Excerpt:

STAR III Carriage House acquired the Carriage House Property for an aggregate purchase price of $7,600,000, exclusive of closing costs. STAR III Carriage House financed the acquisition of the Carriage House Property with a combination of (1) proceeds from the Company’s ongoing public offering and (2) a loan in the aggregate principal amount of $5,700,000 (the “Carriage House Loan”) from PNC Bank, National Association (the “Lender”), pursuant to the requirements of the Fannie Mae Structured ARM (“SARM”) Conventional product line, as evidenced by the Multifamily Loan and Security Agreement (the “Loan Agreement”) and the Multifamily Note (the “Note” and, together with the Loan Agreement, the Mortgage, the Environmental Indemnity and the Guaranty, each described in Item 2.03 below, the “Loan Documents”). For additional information on the terms of the Carriage House Loan, see Item 2.03 below.
The Carriage House Property was constructed in 1970 and consists of 17 two-story garden-style apartment buildings and a maintenance building situated on an approximately 8.4-acre site. The Carriage House Property is comprised of 134 one-bedroom and 2 two-bedroom apartment homes that average 653 square feet with an average monthly rent of $741. Apartment amenities at the Carriage House Property include a kitchen appliance package with electric range/oven and refrigerator, oak cabinets and formica counter tops, air conditioning delivered through wall sleeve units and heat delivered through hot water baseboards. Property amenities at the Carriage House Property include a swimming pool, a pool house with locker room/restrooms, in-building laundry facilities, and a picnic area. As of May 18, 2016, the Carriage House Property was approximately 98% occupied.
An acquisition fee of approximately $160,000 was earned by Steadfast Apartment Advisor III, LLC (the “Advisor”) in connection with the acquisition of the Carriage House Property.
The material terms of the agreements described above are qualified in their entirety by the agreements attached as Exhibits 10.1, 10.2 and 10.3 to this Current Report on Form 8-K and incorporated herein by reference.

Requirement 1:
Answer these questions from the excerpt:
(a) What was the aggregate purchase price of the Carriage House Property?
(b) How many apartment buildings does the Carriage House Property have?
(c) About how much was the acquisition fee earned by the Advisor?
Requirement 2: Update the part of the excerpt that begins at the words "An acquisition fee" and stops after "herein by reference.". Write "advisory fee" in place of "acquisition fee".

Supplied records:
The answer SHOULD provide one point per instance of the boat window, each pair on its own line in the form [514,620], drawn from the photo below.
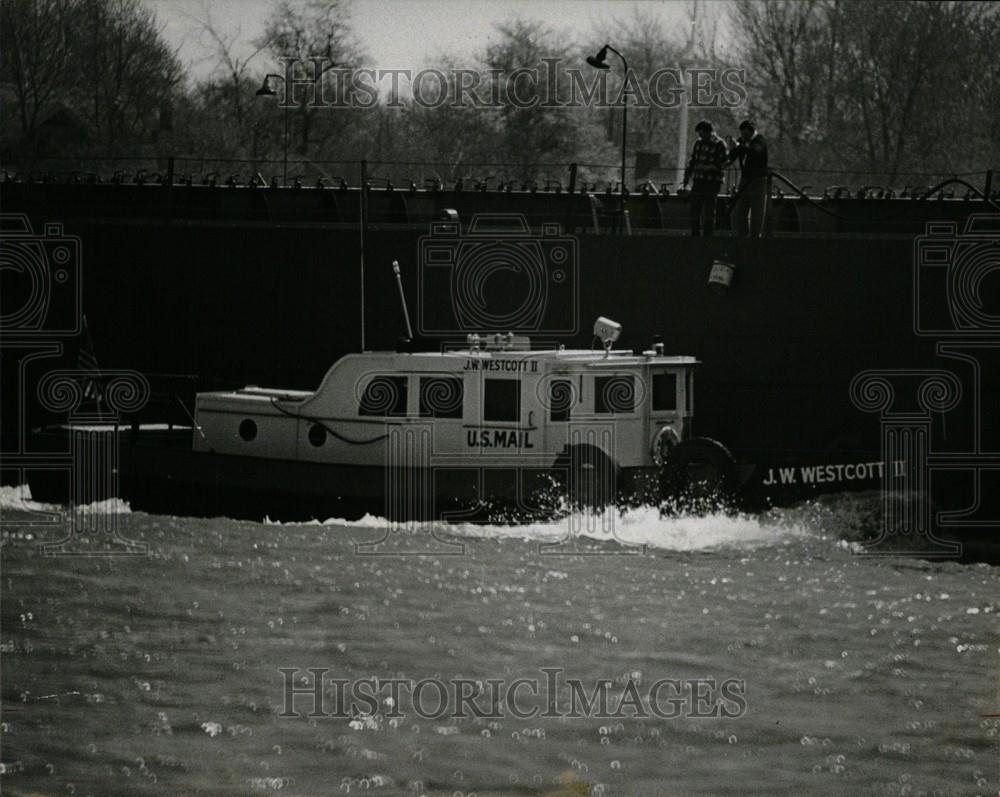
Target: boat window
[441,396]
[384,395]
[614,394]
[502,400]
[248,430]
[561,399]
[664,392]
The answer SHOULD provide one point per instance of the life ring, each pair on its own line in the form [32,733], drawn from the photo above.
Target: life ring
[664,441]
[588,476]
[700,467]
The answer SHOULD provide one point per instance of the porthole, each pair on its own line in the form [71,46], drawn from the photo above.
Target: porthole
[317,435]
[248,430]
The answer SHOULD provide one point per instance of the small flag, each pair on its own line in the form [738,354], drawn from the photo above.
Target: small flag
[86,361]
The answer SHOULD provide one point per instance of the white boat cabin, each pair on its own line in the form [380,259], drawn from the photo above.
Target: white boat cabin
[490,403]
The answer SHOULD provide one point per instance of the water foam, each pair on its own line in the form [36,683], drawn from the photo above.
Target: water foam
[631,527]
[18,498]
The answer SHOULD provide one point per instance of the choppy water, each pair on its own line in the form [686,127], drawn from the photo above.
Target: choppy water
[159,674]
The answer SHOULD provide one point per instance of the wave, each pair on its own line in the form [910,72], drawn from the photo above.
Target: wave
[637,526]
[18,498]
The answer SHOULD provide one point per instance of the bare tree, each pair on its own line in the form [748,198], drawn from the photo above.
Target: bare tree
[312,41]
[36,53]
[229,64]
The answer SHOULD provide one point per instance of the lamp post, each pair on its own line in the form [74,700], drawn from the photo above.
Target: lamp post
[265,90]
[599,61]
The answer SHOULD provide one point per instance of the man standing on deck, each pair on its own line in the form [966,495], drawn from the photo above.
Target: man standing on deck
[751,198]
[708,158]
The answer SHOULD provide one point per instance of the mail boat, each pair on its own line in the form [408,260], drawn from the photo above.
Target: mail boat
[491,428]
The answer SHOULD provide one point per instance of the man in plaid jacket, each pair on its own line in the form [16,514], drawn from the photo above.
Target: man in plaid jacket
[708,158]
[750,207]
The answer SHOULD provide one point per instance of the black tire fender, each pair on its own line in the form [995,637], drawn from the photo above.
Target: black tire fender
[700,465]
[588,475]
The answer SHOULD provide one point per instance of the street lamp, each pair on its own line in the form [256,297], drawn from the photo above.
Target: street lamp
[599,61]
[265,90]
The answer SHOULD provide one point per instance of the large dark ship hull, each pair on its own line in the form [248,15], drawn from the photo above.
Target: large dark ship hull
[274,286]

Expected output 1:
(a) $7,600,000, exclusive of closing costs
(b) 17 two-story garden-style apartment buildings
(c) Approximately $160,000

Expected output 2:
An advisory fee of approximately $160,000 was earned by Steadfast Apartment Advisor III, LLC (the “Advisor”) in connection with the acquisition of the Carriage House Property.
The material terms of the agreements described above are qualified in their entirety by the agreements attached as Exhibits 10.1, 10.2 and 10.3 to this Current Report on Form 8-K and incorporated herein by reference.